INSTRUCTION. Could you reproduce all the records below, replacing "photograph" with "image" and leaving everything else unchanged?
─── DATA ROWS
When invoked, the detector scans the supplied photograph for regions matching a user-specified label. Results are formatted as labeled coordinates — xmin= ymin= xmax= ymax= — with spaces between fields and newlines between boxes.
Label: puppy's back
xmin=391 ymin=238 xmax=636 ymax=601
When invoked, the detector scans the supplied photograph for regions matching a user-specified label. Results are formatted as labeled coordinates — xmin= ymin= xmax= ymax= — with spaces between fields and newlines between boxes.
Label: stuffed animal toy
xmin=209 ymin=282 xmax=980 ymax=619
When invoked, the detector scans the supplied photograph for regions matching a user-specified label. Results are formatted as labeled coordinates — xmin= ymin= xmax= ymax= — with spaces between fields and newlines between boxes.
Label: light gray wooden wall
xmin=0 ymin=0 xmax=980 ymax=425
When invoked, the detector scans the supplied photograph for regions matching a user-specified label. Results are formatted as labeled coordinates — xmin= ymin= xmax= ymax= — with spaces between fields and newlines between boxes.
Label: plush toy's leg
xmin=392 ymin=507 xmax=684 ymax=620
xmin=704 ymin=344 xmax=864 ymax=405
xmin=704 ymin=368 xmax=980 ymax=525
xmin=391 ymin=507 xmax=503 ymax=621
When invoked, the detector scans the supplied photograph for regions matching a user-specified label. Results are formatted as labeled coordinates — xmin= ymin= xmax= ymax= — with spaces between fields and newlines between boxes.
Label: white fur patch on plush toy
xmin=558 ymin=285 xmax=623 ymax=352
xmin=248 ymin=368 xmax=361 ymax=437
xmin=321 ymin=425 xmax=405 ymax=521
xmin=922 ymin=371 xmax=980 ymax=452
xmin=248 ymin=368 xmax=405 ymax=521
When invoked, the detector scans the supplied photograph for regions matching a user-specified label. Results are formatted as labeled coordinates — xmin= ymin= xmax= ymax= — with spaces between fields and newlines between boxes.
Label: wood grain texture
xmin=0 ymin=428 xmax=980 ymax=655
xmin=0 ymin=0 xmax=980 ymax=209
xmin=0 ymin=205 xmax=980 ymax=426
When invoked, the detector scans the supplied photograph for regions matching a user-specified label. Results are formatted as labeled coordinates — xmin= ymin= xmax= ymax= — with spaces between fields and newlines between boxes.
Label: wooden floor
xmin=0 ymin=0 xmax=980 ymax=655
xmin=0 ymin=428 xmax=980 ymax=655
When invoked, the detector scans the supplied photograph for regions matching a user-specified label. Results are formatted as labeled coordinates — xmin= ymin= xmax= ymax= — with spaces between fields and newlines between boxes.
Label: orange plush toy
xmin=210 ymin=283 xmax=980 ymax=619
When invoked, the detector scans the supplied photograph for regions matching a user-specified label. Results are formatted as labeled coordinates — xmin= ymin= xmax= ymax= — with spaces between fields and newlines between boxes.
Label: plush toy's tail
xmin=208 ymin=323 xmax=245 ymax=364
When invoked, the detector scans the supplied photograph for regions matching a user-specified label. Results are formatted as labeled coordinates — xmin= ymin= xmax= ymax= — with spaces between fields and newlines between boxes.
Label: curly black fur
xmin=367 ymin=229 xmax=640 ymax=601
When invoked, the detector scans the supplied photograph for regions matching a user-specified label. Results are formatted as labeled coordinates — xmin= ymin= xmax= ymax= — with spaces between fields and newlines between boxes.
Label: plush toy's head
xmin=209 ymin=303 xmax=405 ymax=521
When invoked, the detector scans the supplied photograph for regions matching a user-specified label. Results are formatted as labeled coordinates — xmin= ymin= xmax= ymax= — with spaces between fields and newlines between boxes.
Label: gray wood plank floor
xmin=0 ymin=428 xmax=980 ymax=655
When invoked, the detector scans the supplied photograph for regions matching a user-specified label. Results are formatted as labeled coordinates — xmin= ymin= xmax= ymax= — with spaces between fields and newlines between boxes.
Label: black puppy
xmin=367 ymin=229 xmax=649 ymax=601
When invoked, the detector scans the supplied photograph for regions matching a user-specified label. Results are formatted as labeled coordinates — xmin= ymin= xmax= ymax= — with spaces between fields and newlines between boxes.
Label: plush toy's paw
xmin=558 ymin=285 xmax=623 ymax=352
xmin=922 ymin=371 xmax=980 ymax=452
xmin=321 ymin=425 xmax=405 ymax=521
──────
WRITTEN ANSWER.
When invoked, the detector scans the supplied image for regions matching a user-specified label. Results are formatted as labeled coordinates — xmin= ymin= xmax= ymax= — with spaces between fields and newlines between boxes.
Label: puppy's back
xmin=391 ymin=238 xmax=636 ymax=601
When invoked, the detector scans the supplied image for regions matching a user-specified label. Results are formatted as labeled coordinates — xmin= ymin= xmax= ymax= — with spaces between fields and newlines between boxes.
Label: stuffed animal toy
xmin=209 ymin=282 xmax=980 ymax=619
When invoked, the detector scans the supplied image for regions matching a user-specified label. Results are formatted as labeled coordinates — xmin= ymin= xmax= ymax= — with spaces between fields and newlines between boxes.
Label: light gray wooden wall
xmin=0 ymin=0 xmax=980 ymax=425
When invoked, the detector scans the supplied image for regions matching a user-specified label. Results are formatted as labeled coordinates — xmin= ymin= xmax= ymax= — with spaces between fields and newlines between boxes.
Label: plush toy's leg
xmin=392 ymin=507 xmax=684 ymax=620
xmin=704 ymin=344 xmax=864 ymax=405
xmin=704 ymin=368 xmax=980 ymax=525
xmin=391 ymin=507 xmax=503 ymax=621
When invoked, the detector scans the supplied image for regions matching a user-specified label. Results are formatted as labeled coordinates — xmin= ymin= xmax= ymax= — with spaces between fields and newlines between boxes.
Label: white fur patch on plush toy
xmin=558 ymin=285 xmax=623 ymax=352
xmin=248 ymin=368 xmax=361 ymax=437
xmin=321 ymin=425 xmax=405 ymax=521
xmin=922 ymin=371 xmax=980 ymax=452
xmin=248 ymin=368 xmax=405 ymax=521
When invoked, the detector scans the supplied image for regions matching a user-specified label. Results are formatted as labeled coordinates — xmin= ymin= xmax= ymax= — with spaces between fields and newlines between boxes.
Label: wood grain texture
xmin=0 ymin=428 xmax=980 ymax=655
xmin=0 ymin=0 xmax=980 ymax=209
xmin=0 ymin=205 xmax=980 ymax=426
When invoked, the detector scans the supplied image for regions matching a user-specified label. Results are formatted as labeled coordinates — xmin= ymin= xmax= ymax= — with spaces between fields and newlines between boxes.
Label: wooden floor
xmin=0 ymin=0 xmax=980 ymax=655
xmin=0 ymin=428 xmax=980 ymax=655
When invoked, the detector scans the supplied image for regions matching a user-specified label. Results are formatted as labeled coordinates — xmin= ymin= xmax= ymax= — with spaces between fields and newlines between boxes.
Label: orange plush toy
xmin=210 ymin=283 xmax=980 ymax=619
When invoked, the detector scans the supplied image for regions matching a user-specified label. Results are formatted as labeled coordinates — xmin= ymin= xmax= ymax= — with spaces between fields and newlines between boxes.
Label: plush toy's tail
xmin=208 ymin=323 xmax=245 ymax=364
When invoked, the detector scans the supplied image for regions matching a user-specified label. Results are formatted as labeled coordinates — xmin= ymin= xmax= ymax= — with spaces between fields and newlines between boxes.
Label: curly black fur
xmin=367 ymin=229 xmax=640 ymax=601
When invoked, the detector scans the supplied image for regions matching a user-specified label. Results are formatted as labeled coordinates — xmin= ymin= xmax= ymax= — with spaces between fields and newlines between boxes.
Label: plush toy's head
xmin=209 ymin=303 xmax=405 ymax=521
When invoked, the detector scans the supplied image for regions matching a user-specified label. Results are formatted as labeled coordinates — xmin= ymin= xmax= ymax= — with spaces between fields and newlines between boxes.
Label: gray wood plank floor
xmin=0 ymin=428 xmax=980 ymax=655
When invoked, the detector scans the supplied image for regions matching a user-specified label. Results are formatted as labeled coordinates — xmin= ymin= xmax= ymax= — with spaces between fields and newlines between boxes.
Label: black puppy
xmin=367 ymin=229 xmax=649 ymax=601
When invoked, the detector scans the supplied image for regions matching a user-specified label. Results are formatted as labeled coordinates — xmin= ymin= xmax= ymax= — with spaces between fields and newlines between boxes.
Label: plush toy's paw
xmin=558 ymin=285 xmax=623 ymax=352
xmin=922 ymin=371 xmax=980 ymax=452
xmin=321 ymin=425 xmax=405 ymax=521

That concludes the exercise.